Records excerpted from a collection

════

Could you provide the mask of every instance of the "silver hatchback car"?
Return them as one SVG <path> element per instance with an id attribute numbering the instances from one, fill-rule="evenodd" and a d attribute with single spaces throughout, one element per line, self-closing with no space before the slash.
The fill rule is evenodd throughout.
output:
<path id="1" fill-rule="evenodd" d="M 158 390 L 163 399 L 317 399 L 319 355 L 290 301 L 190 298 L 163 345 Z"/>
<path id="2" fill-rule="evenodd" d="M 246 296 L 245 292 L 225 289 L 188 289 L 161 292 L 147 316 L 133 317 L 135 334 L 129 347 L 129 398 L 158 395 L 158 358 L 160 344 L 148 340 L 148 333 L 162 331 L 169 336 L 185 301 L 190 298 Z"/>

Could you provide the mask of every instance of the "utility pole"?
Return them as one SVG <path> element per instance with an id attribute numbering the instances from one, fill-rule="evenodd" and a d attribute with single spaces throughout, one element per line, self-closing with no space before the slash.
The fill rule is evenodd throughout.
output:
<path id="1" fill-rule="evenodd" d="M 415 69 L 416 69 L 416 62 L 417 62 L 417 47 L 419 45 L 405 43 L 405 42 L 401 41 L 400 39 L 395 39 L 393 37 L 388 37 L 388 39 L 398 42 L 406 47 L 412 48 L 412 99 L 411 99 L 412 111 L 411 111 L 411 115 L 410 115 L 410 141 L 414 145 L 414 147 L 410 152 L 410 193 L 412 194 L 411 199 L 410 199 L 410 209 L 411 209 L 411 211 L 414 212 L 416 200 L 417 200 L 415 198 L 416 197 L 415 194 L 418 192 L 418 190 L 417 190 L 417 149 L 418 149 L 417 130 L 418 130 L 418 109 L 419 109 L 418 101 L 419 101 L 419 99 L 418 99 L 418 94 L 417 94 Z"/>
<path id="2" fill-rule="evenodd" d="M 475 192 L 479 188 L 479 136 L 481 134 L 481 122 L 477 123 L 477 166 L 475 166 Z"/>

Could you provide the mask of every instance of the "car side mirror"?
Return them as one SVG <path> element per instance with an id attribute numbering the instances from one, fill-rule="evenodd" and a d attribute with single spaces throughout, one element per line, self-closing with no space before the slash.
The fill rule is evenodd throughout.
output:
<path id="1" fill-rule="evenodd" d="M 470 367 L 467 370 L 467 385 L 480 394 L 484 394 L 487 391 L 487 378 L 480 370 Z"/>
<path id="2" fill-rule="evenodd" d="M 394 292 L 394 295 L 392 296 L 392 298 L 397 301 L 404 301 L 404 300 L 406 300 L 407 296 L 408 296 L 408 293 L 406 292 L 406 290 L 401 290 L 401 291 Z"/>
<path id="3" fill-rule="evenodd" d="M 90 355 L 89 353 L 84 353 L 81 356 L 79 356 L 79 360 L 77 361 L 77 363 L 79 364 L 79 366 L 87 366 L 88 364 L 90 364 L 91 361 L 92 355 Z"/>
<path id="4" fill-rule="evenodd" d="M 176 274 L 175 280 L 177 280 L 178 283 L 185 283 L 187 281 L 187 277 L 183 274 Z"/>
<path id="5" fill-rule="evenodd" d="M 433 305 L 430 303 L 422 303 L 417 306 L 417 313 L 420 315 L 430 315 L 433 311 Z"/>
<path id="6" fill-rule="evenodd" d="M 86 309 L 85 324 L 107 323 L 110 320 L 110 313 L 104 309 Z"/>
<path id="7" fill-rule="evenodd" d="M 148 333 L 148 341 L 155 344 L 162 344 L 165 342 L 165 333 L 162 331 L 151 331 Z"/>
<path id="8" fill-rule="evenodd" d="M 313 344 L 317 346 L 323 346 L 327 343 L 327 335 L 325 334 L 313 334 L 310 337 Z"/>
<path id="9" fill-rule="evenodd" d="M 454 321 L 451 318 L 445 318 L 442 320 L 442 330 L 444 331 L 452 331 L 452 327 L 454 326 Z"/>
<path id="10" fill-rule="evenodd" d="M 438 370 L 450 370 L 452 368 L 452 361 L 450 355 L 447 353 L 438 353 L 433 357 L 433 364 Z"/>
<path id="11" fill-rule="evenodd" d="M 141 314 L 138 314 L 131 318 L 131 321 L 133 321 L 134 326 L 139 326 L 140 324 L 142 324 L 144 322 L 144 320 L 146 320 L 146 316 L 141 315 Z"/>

════

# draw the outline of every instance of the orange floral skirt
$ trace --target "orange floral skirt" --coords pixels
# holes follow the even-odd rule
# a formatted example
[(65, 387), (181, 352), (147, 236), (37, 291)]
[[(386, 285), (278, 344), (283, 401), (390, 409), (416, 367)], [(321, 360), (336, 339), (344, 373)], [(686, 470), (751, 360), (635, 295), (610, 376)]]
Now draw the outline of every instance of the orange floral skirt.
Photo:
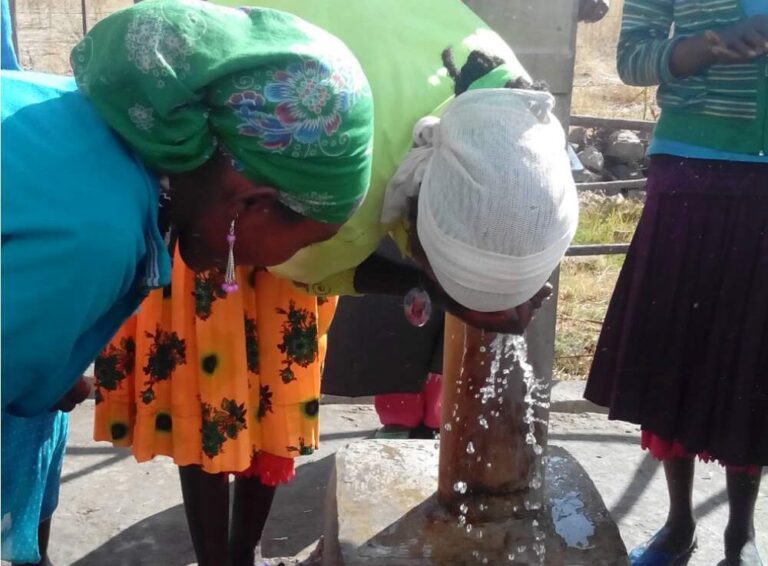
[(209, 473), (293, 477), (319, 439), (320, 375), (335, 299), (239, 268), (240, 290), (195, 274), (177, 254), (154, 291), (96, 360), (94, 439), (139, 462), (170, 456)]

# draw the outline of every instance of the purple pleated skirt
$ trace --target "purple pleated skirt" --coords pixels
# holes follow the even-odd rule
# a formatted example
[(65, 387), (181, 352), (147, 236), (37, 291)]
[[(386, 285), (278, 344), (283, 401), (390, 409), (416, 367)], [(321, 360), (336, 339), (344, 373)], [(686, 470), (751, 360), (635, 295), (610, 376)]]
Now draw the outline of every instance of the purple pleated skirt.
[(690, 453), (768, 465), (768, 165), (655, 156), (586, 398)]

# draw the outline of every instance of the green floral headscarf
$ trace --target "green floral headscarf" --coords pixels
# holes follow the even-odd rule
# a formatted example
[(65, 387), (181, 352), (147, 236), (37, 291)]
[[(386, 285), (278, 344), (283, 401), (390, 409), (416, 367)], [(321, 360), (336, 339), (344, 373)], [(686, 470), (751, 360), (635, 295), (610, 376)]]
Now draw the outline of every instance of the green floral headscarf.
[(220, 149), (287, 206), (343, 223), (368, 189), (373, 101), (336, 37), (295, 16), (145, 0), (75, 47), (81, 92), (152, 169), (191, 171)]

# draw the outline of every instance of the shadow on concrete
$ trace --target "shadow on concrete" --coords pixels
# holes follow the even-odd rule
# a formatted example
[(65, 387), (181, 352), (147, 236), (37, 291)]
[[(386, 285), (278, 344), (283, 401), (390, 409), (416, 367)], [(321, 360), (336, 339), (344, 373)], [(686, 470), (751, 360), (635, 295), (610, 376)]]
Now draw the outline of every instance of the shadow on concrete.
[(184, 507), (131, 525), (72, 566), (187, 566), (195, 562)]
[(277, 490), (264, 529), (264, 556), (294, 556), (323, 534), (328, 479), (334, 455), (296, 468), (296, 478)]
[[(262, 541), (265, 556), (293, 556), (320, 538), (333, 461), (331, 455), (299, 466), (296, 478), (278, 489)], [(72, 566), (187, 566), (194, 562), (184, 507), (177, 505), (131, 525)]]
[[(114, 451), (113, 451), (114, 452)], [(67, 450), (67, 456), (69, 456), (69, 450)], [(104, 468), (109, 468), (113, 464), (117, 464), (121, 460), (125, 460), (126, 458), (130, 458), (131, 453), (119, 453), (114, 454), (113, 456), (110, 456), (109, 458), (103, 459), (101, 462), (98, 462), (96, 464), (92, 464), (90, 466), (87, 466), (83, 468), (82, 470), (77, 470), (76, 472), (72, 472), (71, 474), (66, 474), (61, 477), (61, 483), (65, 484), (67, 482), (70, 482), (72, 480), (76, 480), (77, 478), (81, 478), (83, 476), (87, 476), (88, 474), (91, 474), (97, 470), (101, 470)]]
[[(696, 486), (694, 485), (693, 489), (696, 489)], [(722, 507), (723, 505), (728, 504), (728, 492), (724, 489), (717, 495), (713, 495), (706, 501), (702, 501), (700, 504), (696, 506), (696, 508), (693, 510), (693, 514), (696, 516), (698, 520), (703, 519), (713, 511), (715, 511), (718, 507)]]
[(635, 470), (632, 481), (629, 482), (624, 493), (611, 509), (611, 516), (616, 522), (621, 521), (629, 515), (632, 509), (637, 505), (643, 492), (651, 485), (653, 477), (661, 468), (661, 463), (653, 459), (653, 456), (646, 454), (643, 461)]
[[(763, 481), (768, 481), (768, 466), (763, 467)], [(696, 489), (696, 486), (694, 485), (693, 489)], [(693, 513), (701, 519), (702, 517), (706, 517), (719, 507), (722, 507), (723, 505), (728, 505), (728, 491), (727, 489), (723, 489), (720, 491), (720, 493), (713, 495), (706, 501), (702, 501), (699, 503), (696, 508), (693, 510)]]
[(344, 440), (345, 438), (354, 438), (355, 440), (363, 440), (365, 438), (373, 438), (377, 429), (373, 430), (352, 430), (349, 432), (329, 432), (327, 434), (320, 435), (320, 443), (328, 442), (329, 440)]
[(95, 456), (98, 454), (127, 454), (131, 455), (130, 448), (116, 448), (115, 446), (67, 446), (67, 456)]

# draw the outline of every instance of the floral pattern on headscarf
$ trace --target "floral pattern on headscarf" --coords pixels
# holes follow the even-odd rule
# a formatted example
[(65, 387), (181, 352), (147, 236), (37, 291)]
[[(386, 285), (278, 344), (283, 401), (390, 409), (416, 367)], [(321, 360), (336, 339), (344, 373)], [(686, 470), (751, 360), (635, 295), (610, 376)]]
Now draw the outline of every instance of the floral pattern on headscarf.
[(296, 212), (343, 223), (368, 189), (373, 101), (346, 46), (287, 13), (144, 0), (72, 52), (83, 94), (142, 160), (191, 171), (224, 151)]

════

**WHAT IS NEEDED:**
Out of the records, collect only those lines that contain the string "pixels".

**SOLUTION FOR THIS TASK:**
$ trace --target "orange floral skirt" --coords pixels
$ trace --target "purple pleated skirt" --coords pixels
$ trace --target "green floral headscarf" --coords pixels
$ trace --target "shadow on concrete" --coords pixels
$ trace --target "floral pattern on headscarf" --coords pixels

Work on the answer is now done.